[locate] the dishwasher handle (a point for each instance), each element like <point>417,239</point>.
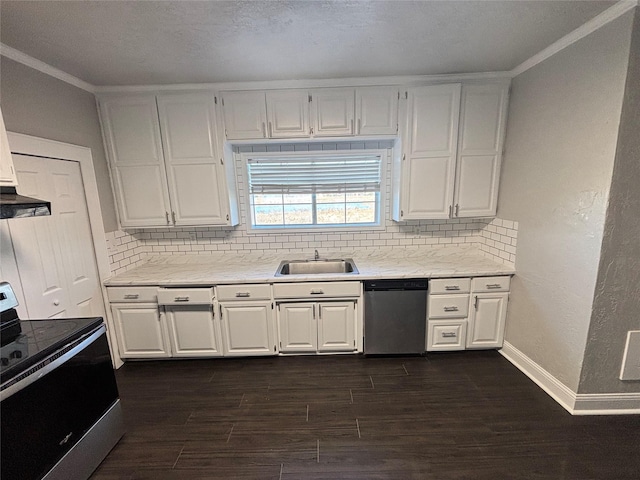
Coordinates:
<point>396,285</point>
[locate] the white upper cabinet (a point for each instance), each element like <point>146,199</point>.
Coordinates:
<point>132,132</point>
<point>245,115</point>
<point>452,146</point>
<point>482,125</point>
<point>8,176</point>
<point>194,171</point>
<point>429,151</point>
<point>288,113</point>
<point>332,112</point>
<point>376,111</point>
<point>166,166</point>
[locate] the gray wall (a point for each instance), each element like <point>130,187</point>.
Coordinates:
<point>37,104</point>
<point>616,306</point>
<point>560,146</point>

━━━━

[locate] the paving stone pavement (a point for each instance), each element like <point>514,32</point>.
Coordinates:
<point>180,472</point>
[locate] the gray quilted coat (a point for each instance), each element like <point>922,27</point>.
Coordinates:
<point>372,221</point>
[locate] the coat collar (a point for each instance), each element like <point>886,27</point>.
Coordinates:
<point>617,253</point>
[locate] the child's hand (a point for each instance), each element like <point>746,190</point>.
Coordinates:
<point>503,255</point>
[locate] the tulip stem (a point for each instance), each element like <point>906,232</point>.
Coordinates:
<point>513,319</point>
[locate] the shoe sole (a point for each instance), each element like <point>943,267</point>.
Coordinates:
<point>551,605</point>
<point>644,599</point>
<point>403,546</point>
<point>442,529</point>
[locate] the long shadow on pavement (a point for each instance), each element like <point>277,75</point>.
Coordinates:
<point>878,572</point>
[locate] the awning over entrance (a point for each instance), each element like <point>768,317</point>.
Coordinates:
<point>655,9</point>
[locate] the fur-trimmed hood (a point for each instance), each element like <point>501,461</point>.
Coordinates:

━━━━

■ Description of the task ■
Pull every line containing the word "each" out of the entries above.

■ Output of the exercise ■
[locate] the dishwasher handle (a point for each instance), each element like <point>417,239</point>.
[locate] the white upper cabinet (a point for each instance), each element like <point>146,199</point>.
[locate] the gray wall (a point for each instance), each element like <point>130,187</point>.
[locate] the paving stone pavement (a point for each instance), each element like <point>514,32</point>.
[locate] the gray quilted coat (a point for each instance), each element like <point>922,27</point>.
[locate] the coat collar (a point for each instance), each element like <point>886,27</point>.
[locate] the child's hand (a point for each instance), each element like <point>746,190</point>.
[locate] the tulip stem (a point for each instance), each element like <point>906,232</point>.
[locate] the shoe sole (a point for each instance), each element like <point>943,267</point>.
[locate] the long shadow on pavement (a point for each instance), each element like <point>277,75</point>.
[locate] the awning over entrance (a point for each instance), each element like <point>768,317</point>.
[locate] the fur-trimmed hood (a point for each instance), each element like <point>501,461</point>.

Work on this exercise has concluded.